→ **Records for the exercise**:
########################################
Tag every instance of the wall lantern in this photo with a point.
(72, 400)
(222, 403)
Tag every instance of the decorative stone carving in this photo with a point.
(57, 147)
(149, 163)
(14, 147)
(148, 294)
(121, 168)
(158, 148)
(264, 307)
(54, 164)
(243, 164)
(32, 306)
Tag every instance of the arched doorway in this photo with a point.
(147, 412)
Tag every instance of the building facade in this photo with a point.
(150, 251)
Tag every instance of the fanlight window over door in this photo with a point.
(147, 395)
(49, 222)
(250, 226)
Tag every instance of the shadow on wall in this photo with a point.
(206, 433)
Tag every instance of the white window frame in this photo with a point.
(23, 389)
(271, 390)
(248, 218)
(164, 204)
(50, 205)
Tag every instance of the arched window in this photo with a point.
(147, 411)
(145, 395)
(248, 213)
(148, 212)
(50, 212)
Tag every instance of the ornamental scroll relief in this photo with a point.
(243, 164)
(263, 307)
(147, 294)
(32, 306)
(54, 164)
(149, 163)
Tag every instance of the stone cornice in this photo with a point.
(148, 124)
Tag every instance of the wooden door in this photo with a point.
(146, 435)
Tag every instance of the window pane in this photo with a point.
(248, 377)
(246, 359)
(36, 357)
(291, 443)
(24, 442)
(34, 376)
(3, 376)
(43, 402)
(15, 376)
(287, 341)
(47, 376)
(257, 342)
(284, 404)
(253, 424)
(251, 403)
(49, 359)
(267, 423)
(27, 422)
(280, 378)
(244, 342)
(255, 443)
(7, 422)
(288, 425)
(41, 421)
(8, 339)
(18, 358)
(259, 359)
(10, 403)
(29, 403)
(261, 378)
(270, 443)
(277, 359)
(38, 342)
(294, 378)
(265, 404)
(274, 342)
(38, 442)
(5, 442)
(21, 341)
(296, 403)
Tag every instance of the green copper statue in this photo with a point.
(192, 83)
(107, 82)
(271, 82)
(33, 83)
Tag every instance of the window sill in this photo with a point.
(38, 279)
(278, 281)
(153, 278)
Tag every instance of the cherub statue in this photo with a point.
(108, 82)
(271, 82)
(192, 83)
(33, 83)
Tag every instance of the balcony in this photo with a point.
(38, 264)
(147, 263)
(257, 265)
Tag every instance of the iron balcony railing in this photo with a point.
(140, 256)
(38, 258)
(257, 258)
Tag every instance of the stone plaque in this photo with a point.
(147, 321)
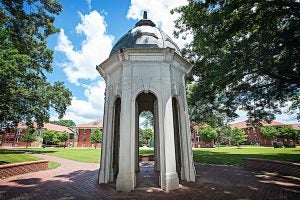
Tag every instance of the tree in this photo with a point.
(288, 132)
(208, 134)
(148, 119)
(224, 135)
(63, 137)
(96, 137)
(48, 136)
(237, 136)
(245, 54)
(25, 93)
(269, 132)
(30, 135)
(64, 122)
(145, 136)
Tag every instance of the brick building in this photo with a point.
(13, 137)
(196, 139)
(254, 135)
(84, 132)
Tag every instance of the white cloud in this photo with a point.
(81, 64)
(159, 13)
(82, 111)
(89, 3)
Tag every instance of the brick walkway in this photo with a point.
(75, 180)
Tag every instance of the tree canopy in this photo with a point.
(269, 132)
(237, 136)
(145, 135)
(64, 122)
(25, 93)
(246, 56)
(208, 134)
(30, 135)
(96, 136)
(288, 132)
(147, 119)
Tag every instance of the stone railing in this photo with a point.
(22, 168)
(281, 167)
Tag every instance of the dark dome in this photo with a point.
(145, 35)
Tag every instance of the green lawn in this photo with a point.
(223, 155)
(234, 156)
(9, 157)
(81, 155)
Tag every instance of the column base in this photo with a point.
(171, 182)
(125, 182)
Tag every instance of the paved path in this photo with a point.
(75, 180)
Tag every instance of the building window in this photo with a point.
(19, 131)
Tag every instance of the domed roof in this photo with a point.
(145, 34)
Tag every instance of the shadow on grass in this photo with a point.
(227, 158)
(37, 151)
(6, 151)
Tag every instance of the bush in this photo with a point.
(278, 145)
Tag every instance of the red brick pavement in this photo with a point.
(75, 180)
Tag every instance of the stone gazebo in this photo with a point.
(145, 72)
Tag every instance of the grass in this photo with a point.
(222, 155)
(81, 155)
(234, 155)
(9, 157)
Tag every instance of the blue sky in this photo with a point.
(89, 29)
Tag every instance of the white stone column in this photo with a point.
(169, 179)
(188, 162)
(137, 166)
(126, 176)
(106, 153)
(156, 137)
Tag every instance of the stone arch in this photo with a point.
(147, 101)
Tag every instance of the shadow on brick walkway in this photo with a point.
(213, 182)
########################################
→ **The task**:
No pictures, please. Output the listing above exactly as it stands.

→ **Task response**:
Tag every instance of the wall lantern in this photo with a point.
(72, 400)
(222, 403)
Tag every instance of the decorative stone carving in this photo with a point.
(57, 147)
(149, 163)
(14, 147)
(148, 294)
(121, 168)
(158, 148)
(264, 307)
(54, 164)
(243, 164)
(32, 306)
Tag every instance of the arched doorway in this photo with a point.
(147, 412)
Tag every instance of the building facade in this photo with a point.
(150, 251)
Tag every instance of the fanlight window over door in this photo with a point.
(147, 395)
(49, 222)
(250, 226)
Tag every instance of the shadow on wall in this photo with a point.
(206, 433)
Tag every instance of the white window frame in this photo with a point.
(23, 389)
(271, 390)
(248, 218)
(164, 204)
(50, 205)
Tag every instance of the arched window in this photo with a point.
(147, 411)
(145, 395)
(248, 213)
(148, 212)
(50, 212)
Tag every instance of the ornamental scroll relief in this photo with a point.
(243, 164)
(263, 307)
(147, 294)
(32, 306)
(54, 164)
(149, 163)
Tag every instance of the stone cornice in this photo with a point.
(148, 124)
Tag every instance of the wooden door in this photo with a point.
(146, 435)
Tag every instance of the window pane in this photo with a point.
(248, 377)
(246, 359)
(36, 357)
(291, 443)
(24, 442)
(34, 376)
(3, 376)
(43, 402)
(15, 376)
(287, 341)
(47, 376)
(257, 342)
(284, 404)
(253, 424)
(251, 403)
(49, 359)
(267, 423)
(27, 422)
(280, 378)
(244, 342)
(255, 443)
(7, 422)
(288, 425)
(41, 421)
(8, 339)
(18, 358)
(259, 359)
(10, 403)
(29, 403)
(261, 378)
(270, 443)
(277, 359)
(38, 342)
(294, 378)
(265, 404)
(274, 342)
(38, 442)
(5, 442)
(21, 341)
(296, 403)
Tag every instance of the green copper statue in this photo with a point.
(192, 83)
(107, 82)
(271, 82)
(33, 83)
Tag every instance of the window sill in this photo with a point.
(38, 279)
(278, 281)
(153, 278)
Tag every instance of the cherub statue in this photo with a point.
(108, 82)
(271, 82)
(192, 83)
(33, 83)
Tag every instance of the balcony in this photo with a point.
(38, 264)
(147, 263)
(257, 265)
Tag every instance of the iron balcony railing in this photo with a point.
(140, 256)
(38, 258)
(257, 258)
Tag every instance of the stone plaque in this photo with a point.
(147, 321)
Tag every instance of the tree in this photo with a point.
(288, 132)
(208, 134)
(148, 119)
(224, 135)
(63, 137)
(96, 137)
(48, 136)
(237, 136)
(245, 54)
(25, 93)
(269, 132)
(30, 135)
(64, 122)
(145, 136)
Tag every instance of the brick building in this photo with a point.
(13, 137)
(196, 139)
(254, 135)
(84, 132)
Tag every instance of the white cloud in this photo with a point.
(81, 64)
(159, 13)
(82, 111)
(89, 3)
Tag every instance of the brick walkway in this photo with a point.
(75, 180)
Tag every instance of the tree canopy in this photo with a point.
(269, 132)
(237, 136)
(145, 135)
(64, 122)
(25, 93)
(246, 56)
(208, 134)
(30, 135)
(96, 136)
(288, 132)
(147, 119)
Tag every instance of the stone railing in this photo with a point.
(22, 168)
(281, 167)
Tag every instance of the dark dome in this photo with a point.
(145, 35)
Tag every instance of the green lawn in this photo with a point.
(223, 155)
(234, 156)
(9, 157)
(81, 155)
Tag every instance of the column base in this photo with a point.
(171, 182)
(125, 182)
Tag every instance of the paved path in this photo with a point.
(75, 180)
Tag every instance of the building window in this photo with a point.
(19, 131)
Tag every instance of the domed roof in this photo with a point.
(145, 34)
Tag every instance of the shadow on grass in this photo with a point.
(227, 158)
(37, 151)
(6, 151)
Tag every instance of the bush in this photo with a point.
(278, 145)
Tag every instance of the red brick pavement in this photo with a point.
(75, 180)
Tag every instance of the stone gazebo in this photo with a point.
(145, 72)
Tag every instance of the grass in this photo with a point.
(222, 155)
(81, 155)
(234, 155)
(9, 157)
Tag every instance of the blue sky in this photo with a point.
(89, 29)
Tag every instance of the white stone column in this photo with a point.
(169, 179)
(188, 162)
(137, 166)
(126, 176)
(106, 153)
(156, 137)
Tag every instance of the stone arch in this photo with a point.
(147, 101)
Tag every instance of the shadow on brick walkway in this photo with a point.
(213, 182)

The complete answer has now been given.